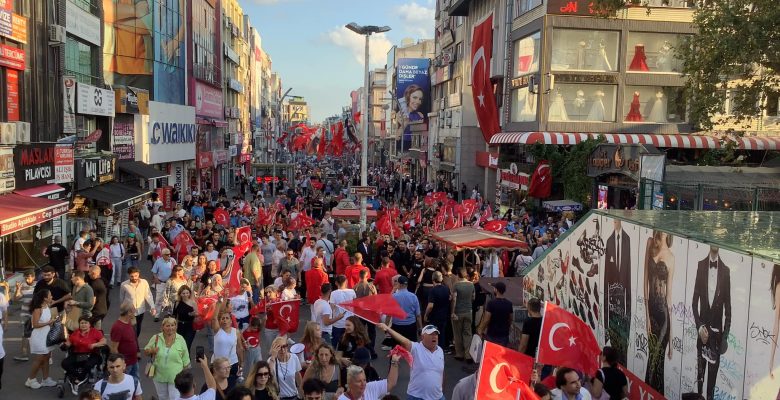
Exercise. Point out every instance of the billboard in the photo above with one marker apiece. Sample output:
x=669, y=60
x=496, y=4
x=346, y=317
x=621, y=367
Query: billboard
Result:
x=684, y=315
x=413, y=95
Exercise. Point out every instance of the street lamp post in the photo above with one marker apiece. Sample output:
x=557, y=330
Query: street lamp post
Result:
x=366, y=31
x=275, y=143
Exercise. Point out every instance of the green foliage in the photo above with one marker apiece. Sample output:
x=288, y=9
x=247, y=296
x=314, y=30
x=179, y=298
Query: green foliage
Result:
x=570, y=167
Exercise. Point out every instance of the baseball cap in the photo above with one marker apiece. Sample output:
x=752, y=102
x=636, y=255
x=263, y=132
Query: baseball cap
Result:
x=429, y=329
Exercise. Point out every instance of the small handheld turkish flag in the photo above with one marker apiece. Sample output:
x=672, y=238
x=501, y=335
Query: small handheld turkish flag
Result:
x=286, y=314
x=503, y=374
x=567, y=341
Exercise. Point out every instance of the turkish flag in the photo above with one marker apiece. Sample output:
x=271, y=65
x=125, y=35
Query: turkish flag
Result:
x=286, y=314
x=371, y=307
x=541, y=181
x=567, y=341
x=503, y=374
x=481, y=87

● ● ● ● ●

Reproduce all of the records, replacing every occurrence of "Sample output" with "Example output" and leaving everything else unchanged. Omit the pictures from your answer.

Exercise. Point out every instance of the billboard in the photo above with one marker apiece. Example output:
x=669, y=60
x=496, y=4
x=346, y=317
x=621, y=367
Query: billboard
Result:
x=684, y=315
x=413, y=95
Exercise. Point out every instance of the street lamp post in the photo above with one marker apiece. Example output:
x=557, y=330
Query: street lamp post
Result:
x=366, y=31
x=275, y=143
Exercise. Point out every instance of the green foliage in the photo above with one marker apiece. Example output:
x=288, y=9
x=247, y=296
x=314, y=30
x=179, y=298
Query: green foliage
Result:
x=570, y=167
Exercise. Point out every instance of the baseball cap in the photo above with one marker apiece. Example output:
x=752, y=102
x=636, y=255
x=263, y=132
Query: baseball cap
Result:
x=429, y=329
Exercise. Point out every instance of the small handheld turkish flag in the photo above with one marker apiece. Example output:
x=672, y=238
x=501, y=335
Query: small handheld turkish flag
Result:
x=286, y=314
x=503, y=374
x=567, y=341
Exercise. Point out every instance of the turkish flag in the photo above with one marker apiece. Example output:
x=271, y=65
x=125, y=35
Query: turkish flag
Result:
x=286, y=314
x=371, y=307
x=541, y=181
x=567, y=341
x=503, y=374
x=481, y=87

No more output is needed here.